--- MATERIAL SUPPLIED ---
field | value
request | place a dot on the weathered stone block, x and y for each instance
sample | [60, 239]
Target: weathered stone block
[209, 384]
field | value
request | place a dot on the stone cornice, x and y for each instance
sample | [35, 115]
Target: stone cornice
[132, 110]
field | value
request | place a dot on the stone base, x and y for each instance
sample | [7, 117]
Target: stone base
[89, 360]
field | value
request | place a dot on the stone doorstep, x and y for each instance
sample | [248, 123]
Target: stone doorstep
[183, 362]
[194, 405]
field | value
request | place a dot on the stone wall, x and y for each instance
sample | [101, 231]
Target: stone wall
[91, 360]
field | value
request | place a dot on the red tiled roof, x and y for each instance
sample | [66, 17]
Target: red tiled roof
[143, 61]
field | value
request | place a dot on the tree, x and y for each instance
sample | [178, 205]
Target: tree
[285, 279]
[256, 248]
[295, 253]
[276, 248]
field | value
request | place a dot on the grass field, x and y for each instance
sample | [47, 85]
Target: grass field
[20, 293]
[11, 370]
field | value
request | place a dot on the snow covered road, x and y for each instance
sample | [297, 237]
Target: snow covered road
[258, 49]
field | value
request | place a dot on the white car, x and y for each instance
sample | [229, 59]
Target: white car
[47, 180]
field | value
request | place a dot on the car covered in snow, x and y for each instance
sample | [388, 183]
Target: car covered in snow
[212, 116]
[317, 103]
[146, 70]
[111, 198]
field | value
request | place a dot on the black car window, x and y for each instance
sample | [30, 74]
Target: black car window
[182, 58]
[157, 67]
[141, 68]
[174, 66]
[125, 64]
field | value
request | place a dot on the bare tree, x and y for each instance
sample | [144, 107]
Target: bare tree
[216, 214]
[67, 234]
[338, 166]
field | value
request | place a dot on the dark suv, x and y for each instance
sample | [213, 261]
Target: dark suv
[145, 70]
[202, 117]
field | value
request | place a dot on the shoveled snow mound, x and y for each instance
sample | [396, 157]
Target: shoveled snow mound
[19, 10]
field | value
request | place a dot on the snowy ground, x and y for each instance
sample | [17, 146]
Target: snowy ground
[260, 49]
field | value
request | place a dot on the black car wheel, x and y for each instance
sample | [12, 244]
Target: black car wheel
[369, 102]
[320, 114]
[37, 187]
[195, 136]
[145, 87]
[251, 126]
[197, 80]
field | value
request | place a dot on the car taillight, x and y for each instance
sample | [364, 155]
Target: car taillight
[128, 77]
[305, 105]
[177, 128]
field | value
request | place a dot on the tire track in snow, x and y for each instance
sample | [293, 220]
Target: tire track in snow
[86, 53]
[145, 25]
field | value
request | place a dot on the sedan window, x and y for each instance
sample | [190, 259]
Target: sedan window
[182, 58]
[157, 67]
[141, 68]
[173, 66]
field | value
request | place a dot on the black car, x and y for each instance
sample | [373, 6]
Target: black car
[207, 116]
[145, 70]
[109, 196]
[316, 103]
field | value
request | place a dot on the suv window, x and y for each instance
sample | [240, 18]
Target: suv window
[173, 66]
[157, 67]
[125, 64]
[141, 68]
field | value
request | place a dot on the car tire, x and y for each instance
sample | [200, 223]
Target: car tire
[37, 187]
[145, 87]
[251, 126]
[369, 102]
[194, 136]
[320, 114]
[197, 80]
---
PROBLEM:
Retype the entries in full. Keep every line identical.

SOLUTION:
field | value
request | place a dot on the weathered stone block, x and y for each instance
sample | [60, 239]
Target: weathered stone block
[209, 384]
field | value
request | place a dot on the stone cornice, x and y for each instance
sample | [35, 115]
Target: stone cornice
[132, 110]
field | value
request | place a dot on the stone base, x and y for each instance
sample | [7, 117]
Target: stone base
[89, 360]
field | value
request | place a dot on the stone doorstep, x and y for each instance
sample | [248, 123]
Target: stone doorstep
[183, 362]
[194, 405]
field | value
request | place a dot on the stone wall, x and y for each instance
sample | [101, 231]
Target: stone wall
[91, 360]
field | value
request | place a dot on the red tiled roof, x and y for each instance
sample | [66, 17]
Target: red tiled roof
[143, 61]
field | value
request | place a dot on the tree, x and y for each instance
sample | [178, 205]
Target: tree
[285, 279]
[256, 248]
[295, 253]
[276, 248]
field | value
request | place a dot on the grass field, x and y for each instance
sample | [47, 85]
Target: grass field
[20, 293]
[11, 370]
field | value
request | place a dot on the snow covered road, x and y for each instance
sample | [297, 237]
Target: snow covered road
[258, 49]
field | value
request | place a dot on the white car, x and y for each instance
sample | [229, 59]
Target: white car
[47, 180]
field | value
request | place a dot on the car covered in snow, x and y for each instance
sample | [388, 183]
Target: car covered in snow
[212, 116]
[317, 103]
[146, 70]
[111, 198]
field | value
request | place a dot on the black car window, x and y for each instance
sample | [30, 74]
Target: black car window
[182, 58]
[157, 67]
[141, 68]
[174, 66]
[125, 64]
field | value
request | place a dot on the bare tree, x and y for each instance
sample | [144, 107]
Target: bare tree
[216, 214]
[67, 234]
[338, 166]
field | value
request | place a dot on the dark suv, x and y for each instance
sample | [213, 261]
Target: dark suv
[145, 70]
[202, 117]
field | value
request | place a dot on the shoveled snow mound, x and y for each instance
sample | [396, 157]
Target: shoveled snow mound
[19, 10]
field | value
request | place a dot on the snowy ground, x and y for each instance
sample | [17, 146]
Target: snowy ground
[260, 49]
field | value
request | place a dot on the black car wheel, x and y for each instance
sample | [12, 244]
Target: black car wheel
[369, 102]
[320, 114]
[37, 187]
[195, 136]
[145, 87]
[251, 126]
[197, 80]
field | value
request | place a dot on the car taillight, x and y for each instance
sample | [364, 155]
Target: car taillight
[128, 77]
[305, 105]
[177, 128]
field | value
request | place a dot on the tire track in snow, x and y for each instance
sample | [293, 220]
Target: tire track in snow
[86, 53]
[145, 25]
field | value
request | place a dot on the sedan window, x and y for each instance
sample | [190, 259]
Target: sedan window
[182, 58]
[157, 67]
[141, 68]
[173, 66]
field | value
request | place a dot on the black car, x and y for each instance
sample | [373, 6]
Target: black car
[207, 116]
[145, 70]
[109, 196]
[316, 103]
field | value
request | place a dot on the suv window, x and y for each instance
sample | [240, 18]
Target: suv window
[173, 66]
[157, 67]
[125, 64]
[141, 68]
field | value
request | place a dot on the car tire, x and y for each instance
sample | [200, 223]
Target: car tire
[37, 187]
[145, 87]
[251, 126]
[369, 102]
[194, 136]
[320, 114]
[197, 80]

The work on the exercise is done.